Point localization data:
-- Opening Marker --
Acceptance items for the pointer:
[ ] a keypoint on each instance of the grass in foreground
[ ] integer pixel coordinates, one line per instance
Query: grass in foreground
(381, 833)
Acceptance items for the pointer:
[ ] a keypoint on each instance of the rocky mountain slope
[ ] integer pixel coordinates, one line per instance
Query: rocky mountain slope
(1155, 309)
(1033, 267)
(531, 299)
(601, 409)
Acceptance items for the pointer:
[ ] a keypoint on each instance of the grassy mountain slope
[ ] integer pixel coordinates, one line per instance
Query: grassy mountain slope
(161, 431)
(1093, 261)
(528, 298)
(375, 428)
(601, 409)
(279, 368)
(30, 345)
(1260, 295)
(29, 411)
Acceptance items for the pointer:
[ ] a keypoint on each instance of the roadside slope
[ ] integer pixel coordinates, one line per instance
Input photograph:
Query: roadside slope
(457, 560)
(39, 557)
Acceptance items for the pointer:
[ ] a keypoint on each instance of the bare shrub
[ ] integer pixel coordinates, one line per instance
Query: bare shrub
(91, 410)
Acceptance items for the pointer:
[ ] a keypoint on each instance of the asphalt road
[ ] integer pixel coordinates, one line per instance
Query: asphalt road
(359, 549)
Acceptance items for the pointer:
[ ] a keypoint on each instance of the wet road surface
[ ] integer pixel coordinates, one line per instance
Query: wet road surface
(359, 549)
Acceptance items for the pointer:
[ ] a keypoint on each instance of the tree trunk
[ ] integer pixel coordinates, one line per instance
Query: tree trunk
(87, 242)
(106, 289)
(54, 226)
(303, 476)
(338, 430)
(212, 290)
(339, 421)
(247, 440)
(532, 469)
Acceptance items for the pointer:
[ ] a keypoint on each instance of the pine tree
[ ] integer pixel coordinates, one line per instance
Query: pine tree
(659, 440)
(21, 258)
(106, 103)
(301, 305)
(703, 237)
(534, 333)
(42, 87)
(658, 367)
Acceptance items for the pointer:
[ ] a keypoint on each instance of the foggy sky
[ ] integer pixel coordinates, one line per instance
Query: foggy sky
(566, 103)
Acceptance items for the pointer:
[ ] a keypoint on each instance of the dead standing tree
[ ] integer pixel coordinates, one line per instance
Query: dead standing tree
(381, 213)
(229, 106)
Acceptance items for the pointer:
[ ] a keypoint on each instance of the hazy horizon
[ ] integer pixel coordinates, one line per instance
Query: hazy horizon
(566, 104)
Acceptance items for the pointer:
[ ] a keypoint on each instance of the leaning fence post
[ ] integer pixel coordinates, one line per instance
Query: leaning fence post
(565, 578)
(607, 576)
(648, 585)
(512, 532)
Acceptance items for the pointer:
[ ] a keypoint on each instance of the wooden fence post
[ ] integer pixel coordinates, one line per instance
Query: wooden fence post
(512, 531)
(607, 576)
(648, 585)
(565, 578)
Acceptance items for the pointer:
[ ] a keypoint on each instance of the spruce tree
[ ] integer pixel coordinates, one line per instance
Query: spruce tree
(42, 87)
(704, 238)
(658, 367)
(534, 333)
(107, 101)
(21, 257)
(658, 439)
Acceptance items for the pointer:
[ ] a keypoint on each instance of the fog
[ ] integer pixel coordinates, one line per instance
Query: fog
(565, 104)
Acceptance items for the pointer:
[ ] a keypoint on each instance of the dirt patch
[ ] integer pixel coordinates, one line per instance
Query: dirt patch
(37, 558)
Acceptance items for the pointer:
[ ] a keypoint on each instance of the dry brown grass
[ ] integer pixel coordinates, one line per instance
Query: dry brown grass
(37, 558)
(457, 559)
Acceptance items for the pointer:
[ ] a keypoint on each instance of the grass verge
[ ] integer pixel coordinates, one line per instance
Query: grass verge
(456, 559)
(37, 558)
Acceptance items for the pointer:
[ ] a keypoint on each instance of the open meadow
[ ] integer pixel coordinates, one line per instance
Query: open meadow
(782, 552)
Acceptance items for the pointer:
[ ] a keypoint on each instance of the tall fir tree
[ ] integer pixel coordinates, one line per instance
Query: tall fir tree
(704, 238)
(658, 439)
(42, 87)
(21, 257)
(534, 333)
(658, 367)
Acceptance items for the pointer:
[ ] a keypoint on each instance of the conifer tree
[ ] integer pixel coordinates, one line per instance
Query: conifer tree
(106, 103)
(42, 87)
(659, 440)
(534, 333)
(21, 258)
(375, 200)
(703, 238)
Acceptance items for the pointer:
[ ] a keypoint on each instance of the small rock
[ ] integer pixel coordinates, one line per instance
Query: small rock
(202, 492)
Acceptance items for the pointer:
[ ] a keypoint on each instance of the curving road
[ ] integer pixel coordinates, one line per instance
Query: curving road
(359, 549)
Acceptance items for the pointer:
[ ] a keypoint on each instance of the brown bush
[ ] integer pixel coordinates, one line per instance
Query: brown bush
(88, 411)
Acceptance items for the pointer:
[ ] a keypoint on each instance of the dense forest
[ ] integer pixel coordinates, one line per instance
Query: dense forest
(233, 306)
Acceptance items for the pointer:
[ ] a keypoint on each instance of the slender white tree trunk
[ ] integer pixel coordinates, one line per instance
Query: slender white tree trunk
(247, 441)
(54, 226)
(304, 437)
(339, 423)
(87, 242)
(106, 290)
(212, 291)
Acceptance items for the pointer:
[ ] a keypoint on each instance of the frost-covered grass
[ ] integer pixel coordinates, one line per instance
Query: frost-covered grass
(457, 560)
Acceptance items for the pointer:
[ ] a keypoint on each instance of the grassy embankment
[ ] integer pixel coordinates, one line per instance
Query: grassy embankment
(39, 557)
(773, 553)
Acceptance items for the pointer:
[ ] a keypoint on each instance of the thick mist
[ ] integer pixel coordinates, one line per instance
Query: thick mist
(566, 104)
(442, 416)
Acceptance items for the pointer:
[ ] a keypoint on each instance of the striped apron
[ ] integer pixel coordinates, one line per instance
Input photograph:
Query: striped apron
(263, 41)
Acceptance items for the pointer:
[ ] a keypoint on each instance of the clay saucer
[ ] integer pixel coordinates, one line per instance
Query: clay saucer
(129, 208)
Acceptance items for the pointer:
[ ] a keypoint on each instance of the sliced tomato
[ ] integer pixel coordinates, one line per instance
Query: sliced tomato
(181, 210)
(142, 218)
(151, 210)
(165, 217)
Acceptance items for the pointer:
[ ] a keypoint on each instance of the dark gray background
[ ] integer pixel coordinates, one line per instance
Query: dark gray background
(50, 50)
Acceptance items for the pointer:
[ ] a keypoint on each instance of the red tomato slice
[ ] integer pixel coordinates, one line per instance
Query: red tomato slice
-- Closing Marker --
Task description =>
Every entry is to be repeated precisely as it stands.

Solved exercise =>
Acceptance items for the pointer:
[ ] a keypoint on each instance of the grass in foreground
[ ] integer pixel coordinates, one line per instance
Query: grass in foreground
(381, 833)
Acceptance items for the pointer:
[ ] a keypoint on each instance of the rocky mountain slope
[ ] integer pixel coordinates, one line per instance
Query: rocky mountain slope
(1155, 309)
(1033, 267)
(531, 299)
(601, 409)
Acceptance items for the pointer:
[ ] a keypoint on each instance of the grassy mountain slope
[ ] integer pixel coordinates, one line per instance
Query: grassy mountain slope
(161, 431)
(1093, 261)
(528, 298)
(375, 428)
(601, 409)
(279, 368)
(30, 345)
(1260, 295)
(29, 411)
Acceptance items for the pointer:
[ ] a keypoint on each instance of the roadside slope
[ ] integer pixel coordinates, one line per instance
Input photograph:
Query: roadside slope
(457, 560)
(39, 557)
Acceptance items for the pointer:
[ ] a keypoint on each instance of the bare shrub
[ ] integer pixel coordinates, one line per instance
Query: bare shrub
(91, 410)
Acceptance items for the pointer:
[ ] a keypoint on each instance of the asphalt road
[ ] integer pixel coordinates, one line per instance
Query: asphalt road
(359, 549)
Acceptance items for the pointer:
[ ] a keypoint on each instance of the wet road surface
[ ] integer pixel coordinates, one line per instance
Query: wet road surface
(359, 549)
Acceptance items for the pointer:
[ ] a keypoint on each instance of the tree trunk
[ ] integer pixel coordinates, one line per instance
Query: tree trunk
(87, 242)
(106, 289)
(54, 226)
(303, 476)
(338, 430)
(212, 290)
(339, 421)
(247, 440)
(532, 469)
Acceptance items for the pointer:
[ ] a keypoint on each instance of the pine tree
[ ] integer pixel coordinates, one line per instance
Query: pine tree
(659, 440)
(21, 258)
(106, 103)
(301, 305)
(703, 237)
(534, 333)
(42, 87)
(658, 367)
Acceptance items for the pointer:
[ ] a keypoint on each instance of the foggy sky
[ ] integer pixel coordinates, one line per instance
Query: foggy sky
(566, 103)
Acceptance items for the pointer:
[ ] a keypoint on each instance of the dead standing tree
[ ] integer pixel coordinates, one line per instance
Query: dead standing tree
(381, 213)
(229, 106)
Acceptance items for the pointer:
[ ] a keypoint on each instance of the hazy horizon
[ ] integer pixel coordinates, one line per instance
Query: hazy horizon
(566, 104)
Acceptance items for the pointer:
[ ] a keypoint on each instance of the leaning fence post
[ ] integer pixel coordinates, one line per instance
Query: leaning fence post
(565, 578)
(607, 576)
(648, 585)
(512, 532)
Acceptance items for the pointer:
[ ] a keypoint on each instance of the wooden fence post
[ ] integer pixel coordinates, one line per instance
Query: wooden fence post
(512, 531)
(607, 576)
(648, 585)
(565, 578)
Acceptance items for the pointer:
[ ] a keypoint on each instance of the spruce tree
[ ] integer pixel coordinates, one line per instance
Query: spruce tree
(42, 87)
(704, 238)
(658, 367)
(534, 333)
(107, 101)
(21, 257)
(658, 439)
Acceptance items for the pointer:
[ ] a keypoint on each instance of the fog
[ ] integer pixel coordinates, one line per instance
Query: fog
(565, 104)
Acceptance items for the pointer:
[ ] a keypoint on each instance of the dirt patch
[ ] integer pixel coordinates, one line per instance
Query: dirt patch
(37, 558)
Acceptance items for the pointer:
[ ] a keypoint on each instance of the dry brown grass
[ ] integer pixel coordinates, one line per instance
Query: dry brown grass
(37, 558)
(457, 559)
Acceptance items for the pointer:
[ ] a keypoint on each instance of the grass verge
[ ] integer pixel coordinates, one line per instance
Query: grass verge
(456, 559)
(37, 558)
Acceptance items for the pointer:
[ ] a keypoint on each instance of the open meadow
[ ] integer pixel coordinates, one line per instance
Query: open meadow
(782, 552)
Acceptance items for the pointer:
[ ] a keypoint on each instance of the tall fir tree
[ ] integer pixel coordinates, one line per instance
Query: tall fir tree
(704, 238)
(658, 439)
(42, 87)
(21, 257)
(534, 333)
(658, 367)
Acceptance items for the pointer:
[ ] a keypoint on each instance of the conifer tree
[ ] integer pixel coordinates, one line per instance
Query: conifer tree
(106, 103)
(42, 87)
(659, 440)
(534, 333)
(21, 258)
(375, 200)
(703, 238)
Acceptance items for the pointer:
[ ] a keypoint on each instance of the small rock
[ ] integer pixel coordinates, one line per instance
Query: small rock
(202, 492)
Acceptance items for the pointer:
[ ] a keypoint on each instance of the curving road
[ ] integer pixel coordinates, one line per instance
Query: curving road
(359, 549)
Acceptance items for the pointer:
[ ] a keypoint on each instance of the brown bush
[ ] integer pixel coordinates, one line per instance
Query: brown bush
(88, 411)
Acceptance items for the pointer:
[ ] a keypoint on each instance of the dense forest
[ ] integer pixel coordinates, one line per instance
Query: dense forest
(233, 306)
Acceptance items for the pointer:
[ ] a keypoint on each instance of the slender white tree trunk
[ ] integer pixel coordinates, one line per instance
Query: slender white tree trunk
(247, 441)
(54, 226)
(304, 437)
(339, 423)
(87, 242)
(106, 290)
(212, 291)
Acceptance items for the pointer:
[ ] a keypoint on each instance of the frost-covered grass
[ ] integer pixel coordinates, one line per instance
Query: frost-covered grass
(457, 560)
Acceptance items for the pointer:
[ ] a keypoint on each instance of the grassy embankment
[ ] integer pixel coordinates, one line per instance
Query: grassy embankment
(39, 557)
(773, 553)
Acceptance items for the pointer:
[ ] a keypoint on each instance of the thick mist
[ ] integer pixel coordinates, one line per instance
Query: thick mist
(566, 104)
(442, 416)
Acceptance items for the pointer:
[ ] a keypoint on each instance of the striped apron
[ ] integer pixel coordinates, one line per instance
Input photograph:
Query: striped apron
(263, 41)
Acceptance items for the pointer:
[ ] a keypoint on each instance of the clay saucer
[ ] integer pixel coordinates, one line per instance
Query: clay saucer
(129, 208)
Acceptance items for the pointer:
[ ] a keypoint on each instance of the sliced tomato
[ ] integer pixel coordinates, one line per instance
Query: sliced tomato
(181, 210)
(142, 218)
(151, 210)
(165, 217)
Acceptance items for the pointer:
[ ] a keypoint on each instance of the dark gray background
[ ] integer pixel coordinates, one line per instance
Query: dark gray background
(50, 50)
Acceptance items for the pointer:
[ ] a keypoint on each instance of the red tomato slice
[ ] integer pixel coordinates, one line per instance
Query: red tomato slice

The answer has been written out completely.